INSTRUCTION ::
Pull out the rows below starting with the line that contains "Annotation task — locate each instance of the white house" and ending with the last row, both included, and copy them exactly.
-- start of DATA SECTION --
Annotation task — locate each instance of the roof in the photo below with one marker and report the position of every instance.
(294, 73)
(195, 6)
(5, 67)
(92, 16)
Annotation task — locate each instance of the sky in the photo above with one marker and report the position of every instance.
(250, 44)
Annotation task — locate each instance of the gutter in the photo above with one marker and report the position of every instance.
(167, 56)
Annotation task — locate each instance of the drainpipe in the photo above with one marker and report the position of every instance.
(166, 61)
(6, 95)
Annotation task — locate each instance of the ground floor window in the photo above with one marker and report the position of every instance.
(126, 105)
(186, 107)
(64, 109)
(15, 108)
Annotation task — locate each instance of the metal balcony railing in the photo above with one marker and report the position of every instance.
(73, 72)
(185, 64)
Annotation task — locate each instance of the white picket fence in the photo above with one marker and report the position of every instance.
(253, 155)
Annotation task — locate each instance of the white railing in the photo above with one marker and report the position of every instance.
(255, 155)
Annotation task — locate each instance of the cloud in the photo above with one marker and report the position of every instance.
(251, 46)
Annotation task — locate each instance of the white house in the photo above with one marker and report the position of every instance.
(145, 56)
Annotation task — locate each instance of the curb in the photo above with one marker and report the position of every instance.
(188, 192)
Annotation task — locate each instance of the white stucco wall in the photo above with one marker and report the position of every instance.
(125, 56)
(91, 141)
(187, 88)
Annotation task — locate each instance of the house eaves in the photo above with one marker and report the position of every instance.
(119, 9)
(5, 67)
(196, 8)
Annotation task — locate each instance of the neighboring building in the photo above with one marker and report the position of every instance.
-- end of DATA SECTION --
ANSWER IN FULL ::
Annotation task — locate each instance of the white house in the photo above with one marker and report the position of every instance.
(145, 56)
Annotation task — locate each instance of the curb in the photo above with one marker and report the position of every instance.
(188, 192)
Annotation task — locate each instance of the white stucco wall in the photo above with one marker and report the position of every instance.
(125, 56)
(91, 141)
(187, 88)
Annotation task — locate each instance of the house eaves in the photo above with one marker and report the position of every instance.
(119, 9)
(5, 67)
(196, 8)
Annotation task — locate each instance of the neighboring building in the photo above with one marker and report the position of every instance.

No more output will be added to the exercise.